Records supplied:
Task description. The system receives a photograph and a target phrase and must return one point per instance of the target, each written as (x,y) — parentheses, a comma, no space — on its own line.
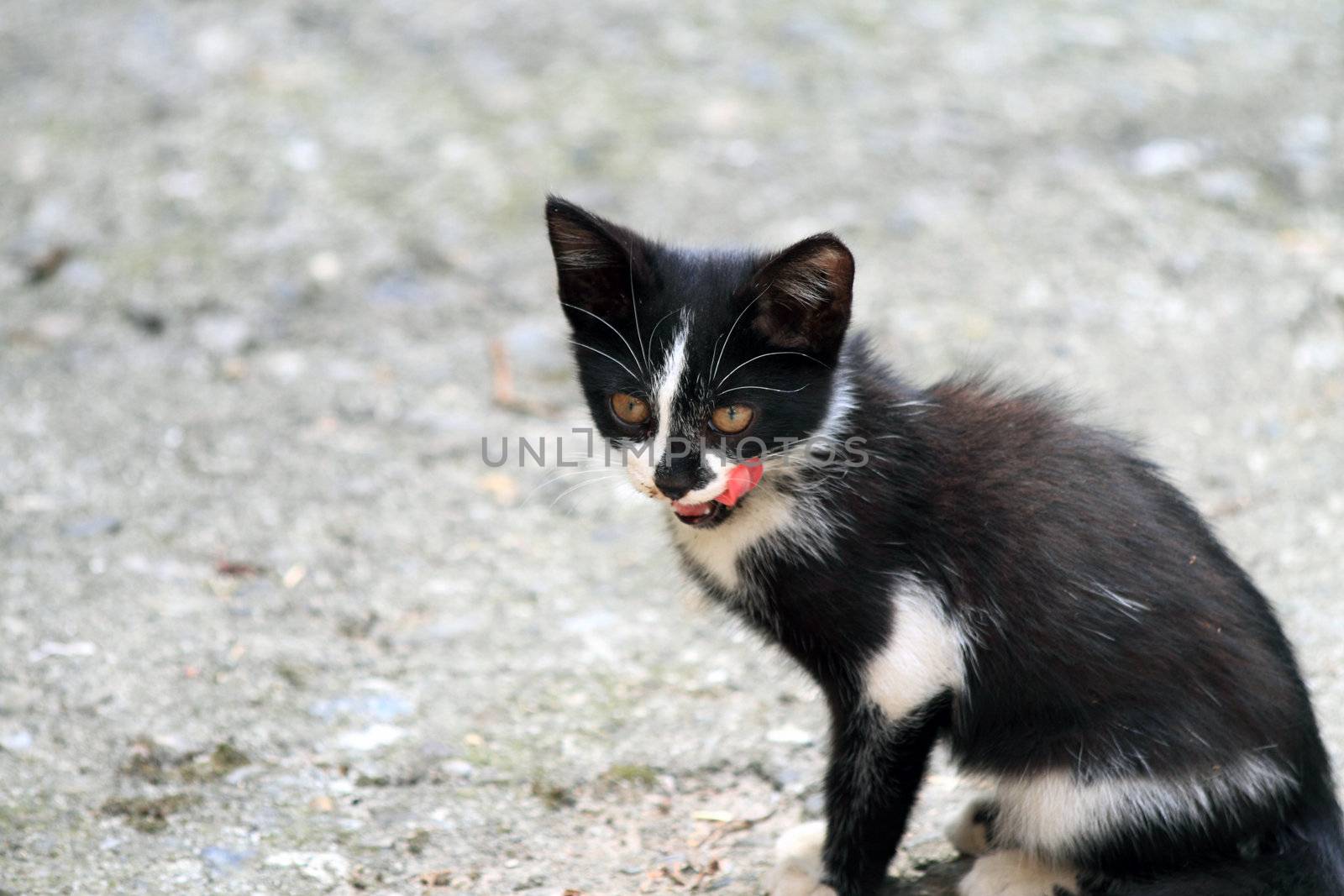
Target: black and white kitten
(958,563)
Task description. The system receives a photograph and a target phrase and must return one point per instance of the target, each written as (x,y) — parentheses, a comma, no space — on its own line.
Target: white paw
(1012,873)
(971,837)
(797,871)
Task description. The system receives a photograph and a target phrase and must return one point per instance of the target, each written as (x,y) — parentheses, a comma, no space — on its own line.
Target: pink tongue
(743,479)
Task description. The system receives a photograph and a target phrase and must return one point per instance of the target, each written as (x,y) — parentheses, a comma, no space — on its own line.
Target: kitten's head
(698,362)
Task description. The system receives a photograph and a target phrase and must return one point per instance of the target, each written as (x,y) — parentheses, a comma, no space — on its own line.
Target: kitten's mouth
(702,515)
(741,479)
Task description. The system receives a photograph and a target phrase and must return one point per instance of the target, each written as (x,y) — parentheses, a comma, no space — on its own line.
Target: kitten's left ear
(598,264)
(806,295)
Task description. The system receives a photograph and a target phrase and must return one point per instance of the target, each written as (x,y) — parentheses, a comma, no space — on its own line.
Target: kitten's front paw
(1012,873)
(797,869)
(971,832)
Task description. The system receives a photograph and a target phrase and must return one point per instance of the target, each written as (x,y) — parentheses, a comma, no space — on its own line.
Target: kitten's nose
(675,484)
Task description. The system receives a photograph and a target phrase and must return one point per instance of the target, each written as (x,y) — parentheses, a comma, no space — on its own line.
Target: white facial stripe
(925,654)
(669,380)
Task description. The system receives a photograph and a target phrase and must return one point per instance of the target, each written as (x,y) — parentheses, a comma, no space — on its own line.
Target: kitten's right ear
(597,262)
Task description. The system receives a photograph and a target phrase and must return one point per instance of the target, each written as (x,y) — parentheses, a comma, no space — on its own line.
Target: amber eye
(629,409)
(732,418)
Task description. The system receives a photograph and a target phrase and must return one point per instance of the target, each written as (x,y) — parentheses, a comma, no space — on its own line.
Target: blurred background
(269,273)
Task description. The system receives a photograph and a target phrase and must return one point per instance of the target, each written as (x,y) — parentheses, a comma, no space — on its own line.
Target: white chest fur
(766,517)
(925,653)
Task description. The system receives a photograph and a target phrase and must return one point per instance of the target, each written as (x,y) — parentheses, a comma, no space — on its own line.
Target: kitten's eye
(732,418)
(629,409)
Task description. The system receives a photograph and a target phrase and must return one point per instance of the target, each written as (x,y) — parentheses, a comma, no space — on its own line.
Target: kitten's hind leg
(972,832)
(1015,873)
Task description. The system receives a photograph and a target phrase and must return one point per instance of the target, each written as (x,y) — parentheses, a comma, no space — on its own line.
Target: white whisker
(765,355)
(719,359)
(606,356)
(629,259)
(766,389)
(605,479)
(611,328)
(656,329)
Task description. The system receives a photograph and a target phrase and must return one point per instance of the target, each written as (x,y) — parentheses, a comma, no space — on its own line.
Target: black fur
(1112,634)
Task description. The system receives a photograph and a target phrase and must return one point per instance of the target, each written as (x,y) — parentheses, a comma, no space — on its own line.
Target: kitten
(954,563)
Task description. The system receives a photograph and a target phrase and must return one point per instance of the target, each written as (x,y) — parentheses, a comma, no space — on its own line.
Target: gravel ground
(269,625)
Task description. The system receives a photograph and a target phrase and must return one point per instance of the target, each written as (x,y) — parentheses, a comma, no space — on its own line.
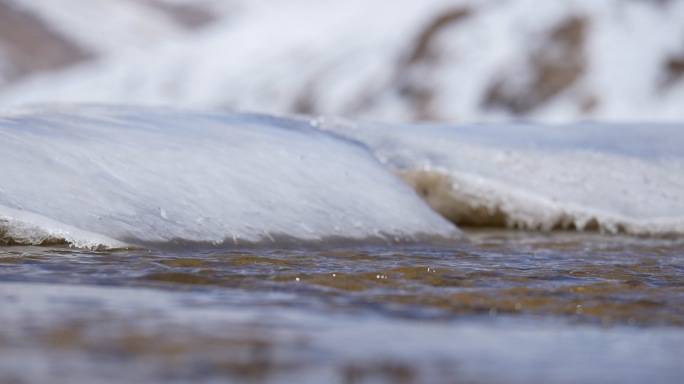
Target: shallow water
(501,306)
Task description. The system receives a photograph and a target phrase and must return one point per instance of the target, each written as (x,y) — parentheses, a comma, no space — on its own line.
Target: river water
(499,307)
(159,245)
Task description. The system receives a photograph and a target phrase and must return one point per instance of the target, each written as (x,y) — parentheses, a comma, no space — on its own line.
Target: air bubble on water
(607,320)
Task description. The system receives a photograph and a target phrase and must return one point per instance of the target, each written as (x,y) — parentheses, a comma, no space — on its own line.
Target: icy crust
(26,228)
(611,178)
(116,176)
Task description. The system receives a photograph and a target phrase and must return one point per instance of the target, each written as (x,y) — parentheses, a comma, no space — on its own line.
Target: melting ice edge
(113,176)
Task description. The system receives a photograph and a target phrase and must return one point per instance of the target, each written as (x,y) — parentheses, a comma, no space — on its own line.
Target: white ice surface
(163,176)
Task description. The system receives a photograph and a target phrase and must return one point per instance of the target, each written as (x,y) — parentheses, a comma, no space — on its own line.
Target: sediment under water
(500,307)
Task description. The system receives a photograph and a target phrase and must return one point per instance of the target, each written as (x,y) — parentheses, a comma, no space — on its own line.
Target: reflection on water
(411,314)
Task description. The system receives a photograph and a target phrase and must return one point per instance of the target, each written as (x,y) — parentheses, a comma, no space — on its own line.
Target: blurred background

What the exercise asks: From the first line to the last, repeat the records exactly, leaving out the pictures.

Result below:
Task description. The system receives a photograph and a target phrase and must return one point per instance of the target, each written as (x,y) — parentheses, a comma, no space — on its own line.
Target: black and white kitten
(958,563)
Task description. The system receives a photograph and a target phrase and must return one point per instance of the target, each written as (x,y) — parentheses, a comma, no space — on its own line.
Target: white paw
(1012,873)
(971,837)
(797,871)
Task description. The system receives a photograph and a target phrase and must return one point per instance of the target, each written as (x,y) — parentheses, a comma, no space — on its own line.
Target: pink tongue
(743,479)
Task description. The system receives a photograph and a target phrase and must return one point per instance of the target, each written as (x,y) — parentheses, a comma, no space — on its own line.
Target: kitten's head
(698,362)
Task description. The system receives a photograph and a target phrase and must return one point per instance of the target, each written as (x,y) — parentheses, a comma, no space — on its own line.
Target: kitten's mouth
(702,515)
(741,479)
Task description. The system receives a photograph and a target phrase and must return one point per instance of the target, each written as (x,y) — parentheses, a comma, no space — on its own line.
Target: kitten's left ear
(598,264)
(806,295)
Task description. The system receives a photograph and a target phrase and must return one point per instance of the target, each written as (x,y) — parentheses, a comma, no space — on its own line.
Target: kitten's front paw
(1012,873)
(797,869)
(971,832)
Task description. The system receives a photograph and a target phrase and must return one point per instance of the target, each written as (x,y) — parentheses, a comma, no space — on its own line.
Target: kitten's nose
(675,484)
Task description. The system receives a photograph and a target phrase and must return one point per instance of the target, each written as (x,y) — parentheses, a comma, no space — on its own line.
Target: white facial stripe
(925,654)
(669,380)
Task description. The system receives a photograph and a target phrase and must return one point per instance of the target, each written as (x,y) — parentheses, a comma, no space — on its own line.
Target: kitten's right ear
(597,262)
Task description. The system receives a photograph and a target phrase and must return one point per instance of the target, each written as (x,y) — parentheses, a comma, no space — on its own line.
Target: amber eye
(629,409)
(732,418)
Task description. The system receives a photograph and a target phrase and must return one point per instance of the target, each written as (x,y) — parentheses, a comma, no space — on its own line.
Target: blurred background
(269,273)
Task description. The system receives a photograph and a target phrase and must return one point per instance of the target, each written as (x,y) — parentheses, a comma, no space — on its own line.
Target: white chest fur
(766,517)
(925,653)
Task description. The system receives a photograph and a target phrase and must return one point per instance of the target, each written as (x,y) — parentheses, a comma, no space — on its own line.
Target: kitten's eye
(732,418)
(629,409)
Task description. The system receives a photograph and a target phrase and must return one point per instance of the target, each written as (x,y) — parentheses, a comma, no space — on its own line.
Target: kitten's hind leg
(972,832)
(1015,873)
Task description. The system receives a photograph and a target phrase and must return one point per instance of the target, each written as (x,y) — parentheses, a comma, no space — on its own line.
Target: white whisker
(765,355)
(719,359)
(606,356)
(629,259)
(766,389)
(605,479)
(611,328)
(656,329)
Task description. The system receives a photograph and a target phrase and must return one point per instance of the target, each written as (x,y) — parentheses, a comma, no space — on its own line.
Target: black fur
(1112,634)
Task description. The system receives a photograph and a target phrase and must return one point per instance of the target, each written as (x,y) — parentheses, a comma, no space — on its own line.
Target: kitten
(954,563)
Task description. The system receives a photograph and a target phrase and must return one point per instance of the target, each written as (x,y) — parentheses, a comma, no space — on its own line.
Target: gravel ground
(269,625)
Task description. The system receives a photograph and a target phrase and must return one point per instance of the target, each written as (x,y) — parentheses, a comma, no space — on its own line.
Target: shallow water
(501,306)
Task description. The system receives a photograph and a target phrase and must return one point per instance of the target, each written as (x,y) — parentheses, a comma, no space — on its own line.
Target: river water
(499,307)
(159,245)
Task description. The system receives a photograph and a target phrase and must return one point per instance of the target, each written as (x,y) — parentheses, a comma, no space — on its own line.
Target: air bubble on water
(607,320)
Task description. The system receives a photograph and a target phrase and must return one point per instance of the target, each written as (x,y) — parentheses, a comma, no space — on its own line.
Target: icy crust
(26,228)
(611,178)
(116,176)
Task description. The system receives a photograph and a target phrase and must return one point per instance of the target, each written as (x,y) — parentheses, a comma, no space — on its own line.
Target: melting ice edge
(113,176)
Task description. The system receives a photograph and a target phrase and must return one point per instance of the target, each written as (x,y) — parentheses, a comma, no space — on its own line.
Target: white ice surface
(163,176)
Task description. The system receives a photograph and a target phrase and must return one point per instance of the target, each written as (x,y) — parentheses, a comma, no space — on its own line.
Target: sediment under water
(500,307)
Task description. The system receives a photograph and a target phrase and must return one point per instance of the target, each written as (x,y) — parentheses, a comma, no space — on its own line.
Target: reflection on water
(411,314)
Task description. The system receives a photograph and a target phrase and must return one point per instance of the target, each written as (x,y) — parentheses, a comma, no space — on its own line.
Target: blurred background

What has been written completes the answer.